Reproduzca de forma literal y completa el texto sobre la intervención pública en el sistema educativo.

### Página

En su todavía influyente manual de
Economía Pública, el que fuese miembro del Comité Ejecutivo del Banco Central
Europeo, José Manuel González-Páramo junto a los también Catedráticos de
Hacienda Pública, Emilio Albi e Ignacio Zubiri argumentaban lo siguiente en
defensa de la intervención pública en el sistema educativo: “En todas las
sociedades existe un amplio consenso acerca de que el Sector Público debe
favorecer que los individuos adquieran información”. Entre otros argumentos esta
afirmación se sostenía en los efectos externos positivos que generaba sobre el
conjunto de la población. Uno de ellos era “crear una cohesión social mediante
la transmisión de un patrimonio cultural común”.

######
### Registros proporcionados

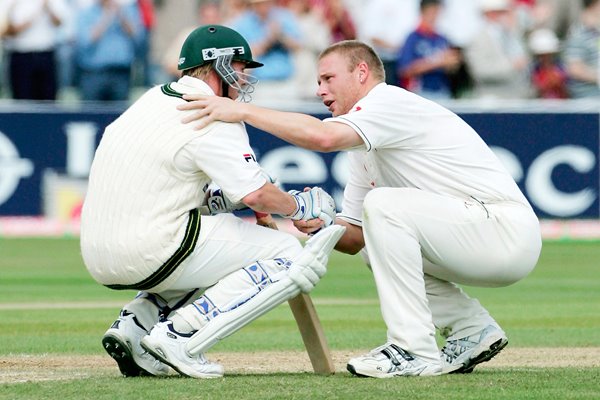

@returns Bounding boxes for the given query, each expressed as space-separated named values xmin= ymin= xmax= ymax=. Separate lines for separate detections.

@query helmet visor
xmin=214 ymin=55 xmax=258 ymax=103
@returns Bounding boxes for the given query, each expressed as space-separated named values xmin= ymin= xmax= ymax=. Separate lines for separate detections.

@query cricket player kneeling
xmin=141 ymin=225 xmax=345 ymax=378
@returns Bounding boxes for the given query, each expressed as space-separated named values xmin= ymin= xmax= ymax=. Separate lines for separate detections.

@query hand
xmin=293 ymin=218 xmax=323 ymax=235
xmin=202 ymin=183 xmax=248 ymax=215
xmin=283 ymin=186 xmax=336 ymax=227
xmin=177 ymin=94 xmax=244 ymax=130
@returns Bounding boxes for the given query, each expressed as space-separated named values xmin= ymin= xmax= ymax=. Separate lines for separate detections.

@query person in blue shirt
xmin=76 ymin=0 xmax=143 ymax=101
xmin=231 ymin=0 xmax=302 ymax=81
xmin=397 ymin=0 xmax=461 ymax=100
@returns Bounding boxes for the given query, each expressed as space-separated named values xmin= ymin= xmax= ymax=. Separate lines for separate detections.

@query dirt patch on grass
xmin=0 ymin=347 xmax=600 ymax=384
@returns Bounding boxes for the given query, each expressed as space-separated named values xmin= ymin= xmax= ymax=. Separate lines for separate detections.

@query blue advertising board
xmin=0 ymin=108 xmax=600 ymax=219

######

_Tarea resuelta:_
En su todavía influyente manual de
Economía Pública, el que fuese miembro del Comité Ejecutivo del Banco Central
Europeo, José Manuel González-Páramo junto a los también Catedráticos de
Hacienda Pública, Emilio Albi e Ignacio Zubiri argumentaban lo siguiente en
defensa de la intervención pública en el sistema educativo: “En todas las
sociedades existe un amplio consenso acerca de que el Sector Público debe
favorecer que los individuos adquieran información”. Entre otros argumentos esta
afirmación se sostenía en los efectos externos positivos que generaba sobre el
conjunto de la población. Uno de ellos era “crear una cohesión social mediante
la transmisión de un patrimonio cultural común”.